Image annotation data:
──────
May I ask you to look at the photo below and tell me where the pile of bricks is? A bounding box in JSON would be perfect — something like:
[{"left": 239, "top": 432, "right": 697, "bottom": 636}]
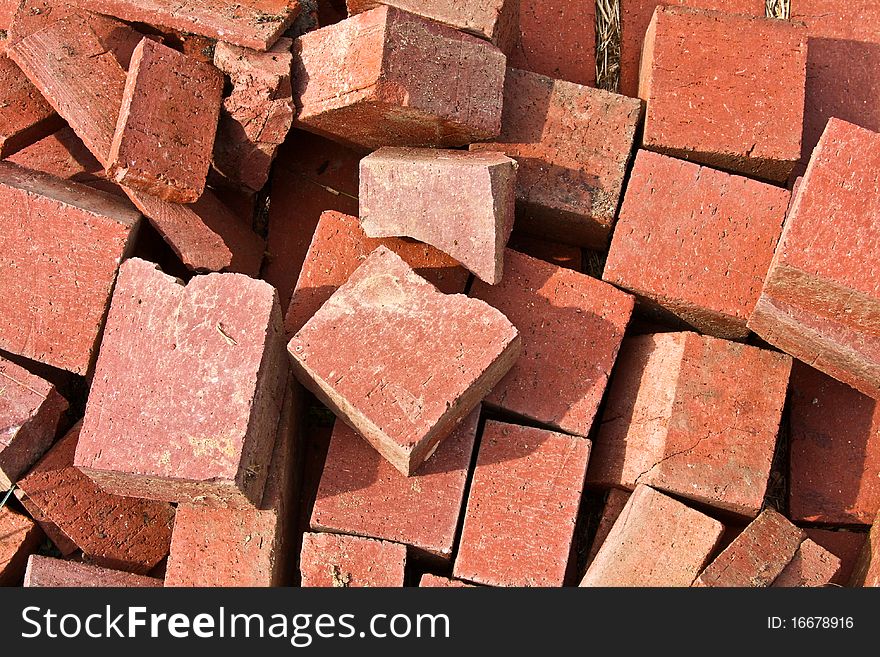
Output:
[{"left": 0, "top": 0, "right": 880, "bottom": 587}]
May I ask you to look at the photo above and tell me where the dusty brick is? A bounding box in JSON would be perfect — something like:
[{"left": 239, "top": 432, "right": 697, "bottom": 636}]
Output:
[
  {"left": 639, "top": 7, "right": 807, "bottom": 181},
  {"left": 694, "top": 509, "right": 807, "bottom": 587},
  {"left": 359, "top": 148, "right": 517, "bottom": 285},
  {"left": 300, "top": 533, "right": 406, "bottom": 588},
  {"left": 453, "top": 420, "right": 590, "bottom": 586},
  {"left": 471, "top": 69, "right": 642, "bottom": 250},
  {"left": 0, "top": 357, "right": 67, "bottom": 490},
  {"left": 789, "top": 361, "right": 880, "bottom": 525},
  {"left": 311, "top": 408, "right": 480, "bottom": 560},
  {"left": 0, "top": 506, "right": 43, "bottom": 586},
  {"left": 293, "top": 6, "right": 505, "bottom": 150},
  {"left": 587, "top": 332, "right": 791, "bottom": 517},
  {"left": 24, "top": 554, "right": 162, "bottom": 588},
  {"left": 15, "top": 423, "right": 174, "bottom": 574},
  {"left": 470, "top": 250, "right": 633, "bottom": 436},
  {"left": 602, "top": 151, "right": 790, "bottom": 339},
  {"left": 0, "top": 163, "right": 140, "bottom": 374},
  {"left": 214, "top": 37, "right": 295, "bottom": 190},
  {"left": 285, "top": 212, "right": 468, "bottom": 336},
  {"left": 76, "top": 258, "right": 287, "bottom": 508}
]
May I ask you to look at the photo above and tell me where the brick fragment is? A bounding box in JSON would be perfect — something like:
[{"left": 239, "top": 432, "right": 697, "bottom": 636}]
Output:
[
  {"left": 587, "top": 333, "right": 791, "bottom": 517},
  {"left": 453, "top": 420, "right": 590, "bottom": 586},
  {"left": 471, "top": 69, "right": 642, "bottom": 250},
  {"left": 15, "top": 423, "right": 174, "bottom": 574},
  {"left": 359, "top": 148, "right": 517, "bottom": 285},
  {"left": 639, "top": 7, "right": 807, "bottom": 181},
  {"left": 0, "top": 162, "right": 140, "bottom": 374},
  {"left": 300, "top": 533, "right": 406, "bottom": 588},
  {"left": 293, "top": 6, "right": 505, "bottom": 150},
  {"left": 470, "top": 250, "right": 633, "bottom": 436},
  {"left": 602, "top": 151, "right": 790, "bottom": 339},
  {"left": 76, "top": 258, "right": 287, "bottom": 508}
]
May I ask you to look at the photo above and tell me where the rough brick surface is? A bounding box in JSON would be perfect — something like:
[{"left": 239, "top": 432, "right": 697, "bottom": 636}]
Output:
[
  {"left": 0, "top": 163, "right": 140, "bottom": 374},
  {"left": 602, "top": 151, "right": 790, "bottom": 339},
  {"left": 359, "top": 148, "right": 517, "bottom": 285},
  {"left": 24, "top": 554, "right": 162, "bottom": 588},
  {"left": 300, "top": 533, "right": 406, "bottom": 588},
  {"left": 453, "top": 421, "right": 590, "bottom": 586},
  {"left": 284, "top": 212, "right": 468, "bottom": 336},
  {"left": 106, "top": 39, "right": 223, "bottom": 203},
  {"left": 588, "top": 333, "right": 791, "bottom": 517},
  {"left": 311, "top": 408, "right": 480, "bottom": 559},
  {"left": 471, "top": 69, "right": 641, "bottom": 249},
  {"left": 749, "top": 119, "right": 880, "bottom": 399},
  {"left": 0, "top": 357, "right": 67, "bottom": 490},
  {"left": 76, "top": 259, "right": 287, "bottom": 506},
  {"left": 639, "top": 7, "right": 807, "bottom": 181},
  {"left": 293, "top": 7, "right": 505, "bottom": 149},
  {"left": 470, "top": 251, "right": 633, "bottom": 436},
  {"left": 15, "top": 424, "right": 174, "bottom": 574}
]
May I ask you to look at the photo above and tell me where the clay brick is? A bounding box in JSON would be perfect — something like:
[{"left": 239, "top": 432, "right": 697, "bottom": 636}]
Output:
[
  {"left": 639, "top": 7, "right": 807, "bottom": 181},
  {"left": 453, "top": 420, "right": 590, "bottom": 586},
  {"left": 311, "top": 408, "right": 480, "bottom": 560},
  {"left": 300, "top": 533, "right": 406, "bottom": 588},
  {"left": 470, "top": 250, "right": 633, "bottom": 436},
  {"left": 285, "top": 212, "right": 468, "bottom": 336},
  {"left": 471, "top": 69, "right": 642, "bottom": 250},
  {"left": 24, "top": 554, "right": 162, "bottom": 588},
  {"left": 587, "top": 332, "right": 791, "bottom": 518},
  {"left": 105, "top": 38, "right": 223, "bottom": 203},
  {"left": 76, "top": 259, "right": 287, "bottom": 508},
  {"left": 749, "top": 119, "right": 880, "bottom": 398},
  {"left": 0, "top": 162, "right": 140, "bottom": 374},
  {"left": 214, "top": 37, "right": 295, "bottom": 191},
  {"left": 15, "top": 423, "right": 174, "bottom": 574},
  {"left": 0, "top": 506, "right": 43, "bottom": 586},
  {"left": 789, "top": 361, "right": 880, "bottom": 525},
  {"left": 288, "top": 246, "right": 520, "bottom": 476},
  {"left": 359, "top": 148, "right": 517, "bottom": 285},
  {"left": 293, "top": 6, "right": 505, "bottom": 150},
  {"left": 509, "top": 0, "right": 596, "bottom": 87},
  {"left": 694, "top": 509, "right": 812, "bottom": 587},
  {"left": 0, "top": 357, "right": 67, "bottom": 491},
  {"left": 602, "top": 151, "right": 790, "bottom": 339}
]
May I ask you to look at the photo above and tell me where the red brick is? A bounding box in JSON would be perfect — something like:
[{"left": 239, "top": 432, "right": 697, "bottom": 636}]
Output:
[
  {"left": 602, "top": 151, "right": 790, "bottom": 339},
  {"left": 509, "top": 0, "right": 596, "bottom": 86},
  {"left": 0, "top": 506, "right": 43, "bottom": 586},
  {"left": 285, "top": 212, "right": 468, "bottom": 336},
  {"left": 76, "top": 259, "right": 287, "bottom": 508},
  {"left": 311, "top": 408, "right": 480, "bottom": 560},
  {"left": 588, "top": 333, "right": 791, "bottom": 517},
  {"left": 694, "top": 509, "right": 807, "bottom": 587},
  {"left": 293, "top": 7, "right": 505, "bottom": 149},
  {"left": 300, "top": 533, "right": 406, "bottom": 588},
  {"left": 470, "top": 250, "right": 633, "bottom": 436},
  {"left": 789, "top": 361, "right": 880, "bottom": 525},
  {"left": 63, "top": 0, "right": 302, "bottom": 50},
  {"left": 0, "top": 163, "right": 140, "bottom": 374},
  {"left": 359, "top": 148, "right": 517, "bottom": 285},
  {"left": 24, "top": 554, "right": 162, "bottom": 588},
  {"left": 749, "top": 119, "right": 880, "bottom": 398},
  {"left": 639, "top": 7, "right": 807, "bottom": 181},
  {"left": 15, "top": 424, "right": 174, "bottom": 574},
  {"left": 471, "top": 69, "right": 641, "bottom": 250},
  {"left": 453, "top": 420, "right": 590, "bottom": 586},
  {"left": 581, "top": 486, "right": 724, "bottom": 587},
  {"left": 288, "top": 246, "right": 520, "bottom": 476},
  {"left": 214, "top": 38, "right": 295, "bottom": 191},
  {"left": 0, "top": 357, "right": 67, "bottom": 490}
]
──────
Exercise details => Find each line in the listing above that contains the string "JSON". Copy every such line in full.

Right answer =>
May I ask you to look at the photo below and tell me where the pile of bricks is? A bounding box in JSON would be perfect — something like:
May I ask you to look at the photo above and tell me where the dusty brick is? A bounding box in JSON would be perfect — something like:
May I ask you to look at the photo above and tell me where the brick fragment is? A bounding box in JSON would be perfect — something like:
May I ask you to look at the photo above and tell me where the rough brick surface is? A bounding box in JSON would be perfect — something like:
May I ask you to look at the photo above and tell me where the clay brick is? A bounding box in JSON would be perfect — something like:
May I ask you to look at the photo above and tell me where the red brick is? A bounding box in JSON would be perfect — something like:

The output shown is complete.